Collected data entries:
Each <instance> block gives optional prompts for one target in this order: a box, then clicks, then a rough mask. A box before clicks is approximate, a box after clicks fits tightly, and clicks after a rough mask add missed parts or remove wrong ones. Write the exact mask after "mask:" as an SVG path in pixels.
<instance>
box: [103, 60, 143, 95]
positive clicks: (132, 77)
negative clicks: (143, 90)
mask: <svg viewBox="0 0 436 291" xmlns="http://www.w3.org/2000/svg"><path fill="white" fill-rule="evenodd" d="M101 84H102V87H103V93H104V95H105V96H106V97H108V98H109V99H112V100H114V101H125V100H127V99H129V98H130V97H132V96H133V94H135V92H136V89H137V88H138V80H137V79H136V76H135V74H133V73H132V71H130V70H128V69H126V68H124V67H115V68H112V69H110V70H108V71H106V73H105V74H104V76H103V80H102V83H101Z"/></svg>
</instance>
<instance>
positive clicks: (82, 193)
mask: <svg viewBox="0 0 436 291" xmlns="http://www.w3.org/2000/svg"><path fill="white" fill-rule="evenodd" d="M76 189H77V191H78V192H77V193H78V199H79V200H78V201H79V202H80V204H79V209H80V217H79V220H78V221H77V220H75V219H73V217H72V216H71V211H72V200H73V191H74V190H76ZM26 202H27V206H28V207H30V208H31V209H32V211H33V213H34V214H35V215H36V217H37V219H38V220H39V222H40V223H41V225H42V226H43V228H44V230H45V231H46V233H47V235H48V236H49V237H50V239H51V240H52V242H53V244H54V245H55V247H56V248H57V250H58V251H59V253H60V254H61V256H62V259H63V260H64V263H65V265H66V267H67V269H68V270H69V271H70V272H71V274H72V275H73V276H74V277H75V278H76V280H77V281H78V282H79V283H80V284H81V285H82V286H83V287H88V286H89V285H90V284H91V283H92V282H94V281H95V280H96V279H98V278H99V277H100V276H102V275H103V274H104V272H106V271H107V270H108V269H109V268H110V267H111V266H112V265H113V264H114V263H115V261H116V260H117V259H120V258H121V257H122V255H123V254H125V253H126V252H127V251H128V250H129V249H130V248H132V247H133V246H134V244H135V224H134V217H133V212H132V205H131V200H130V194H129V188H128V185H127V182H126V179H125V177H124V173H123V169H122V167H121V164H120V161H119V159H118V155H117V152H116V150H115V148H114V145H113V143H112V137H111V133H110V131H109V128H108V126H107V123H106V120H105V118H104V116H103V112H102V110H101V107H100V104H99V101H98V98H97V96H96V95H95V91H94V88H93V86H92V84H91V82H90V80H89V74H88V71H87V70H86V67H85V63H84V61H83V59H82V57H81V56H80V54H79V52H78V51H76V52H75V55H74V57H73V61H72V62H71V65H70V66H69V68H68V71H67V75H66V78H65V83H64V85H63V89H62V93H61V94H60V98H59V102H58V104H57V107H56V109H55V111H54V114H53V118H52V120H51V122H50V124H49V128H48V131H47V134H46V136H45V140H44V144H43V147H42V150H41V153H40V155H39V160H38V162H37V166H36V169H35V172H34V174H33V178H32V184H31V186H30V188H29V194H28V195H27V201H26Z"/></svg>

■ Exercise
The data are to be transcribed in full, exactly as given.

■ Task answer
Each <instance> block gives optional prompts for one target in this order: a box, then clicks, then a rough mask. A box before clicks is approximate, a box after clicks fits tightly, and clicks after a rough mask add missed parts or remove wrong ones. Write the exact mask after "mask:" as an SVG path in pixels.
<instance>
box: [103, 60, 143, 95]
positive clicks: (132, 77)
negative clicks: (143, 90)
mask: <svg viewBox="0 0 436 291" xmlns="http://www.w3.org/2000/svg"><path fill="white" fill-rule="evenodd" d="M101 84H102V87H103V93H104V95H105V96H106V97H108V98H109V99H112V100H114V101H125V100H127V99H129V98H130V97H132V96H133V94H135V92H136V89H137V88H138V80H137V79H136V76H135V74H133V73H132V71H130V70H128V69H126V68H124V67H115V68H112V69H110V70H108V71H106V73H105V74H104V76H103V80H102V83H101Z"/></svg>
</instance>
<instance>
positive clicks: (82, 193)
mask: <svg viewBox="0 0 436 291" xmlns="http://www.w3.org/2000/svg"><path fill="white" fill-rule="evenodd" d="M76 189H77V191H78V192H77V193H78V199H79V200H78V201H79V202H80V204H79V209H80V217H79V220H78V221H77V220H75V219H73V217H72V216H71V211H72V200H73V191H74V190H76ZM26 202H27V206H28V207H30V208H31V209H32V211H33V213H34V214H35V215H36V217H37V219H38V220H39V222H40V223H41V225H42V226H43V228H44V230H45V231H46V233H47V235H48V236H49V237H50V239H51V240H52V242H53V244H54V245H55V247H56V248H57V250H58V251H59V253H60V254H61V256H62V259H63V260H64V263H65V265H66V267H67V269H68V270H69V271H70V272H71V274H72V275H73V276H74V277H75V278H76V280H77V281H78V282H79V283H80V284H81V285H82V286H83V287H88V286H89V285H90V284H91V283H92V282H94V281H95V280H96V279H98V278H99V277H100V276H102V275H103V274H104V272H106V271H107V270H108V269H109V268H110V267H111V266H112V265H113V264H114V263H115V261H116V260H117V259H120V258H121V257H122V255H123V254H125V253H126V252H127V251H128V250H129V249H130V248H132V247H133V246H134V244H135V224H134V217H133V212H132V205H131V200H130V194H129V188H128V185H127V182H126V179H125V177H124V173H123V169H122V167H121V164H120V161H119V159H118V155H117V152H116V150H115V148H114V145H113V143H112V137H111V133H110V131H109V128H108V126H107V123H106V120H105V118H104V116H103V112H102V110H101V107H100V104H99V101H98V98H97V96H96V95H95V91H94V88H93V86H92V84H91V82H90V80H89V74H88V71H87V70H86V67H85V63H84V61H83V59H82V57H81V56H80V54H79V52H78V51H76V52H75V55H74V57H73V61H72V62H71V65H70V66H69V68H68V71H67V75H66V78H65V83H64V85H63V89H62V93H61V94H60V98H59V102H58V104H57V107H56V109H55V111H54V114H53V118H52V120H51V122H50V124H49V128H48V131H47V134H46V136H45V140H44V144H43V147H42V150H41V153H40V155H39V160H38V162H37V166H36V169H35V172H34V174H33V178H32V184H31V186H30V188H29V194H28V195H27V201H26Z"/></svg>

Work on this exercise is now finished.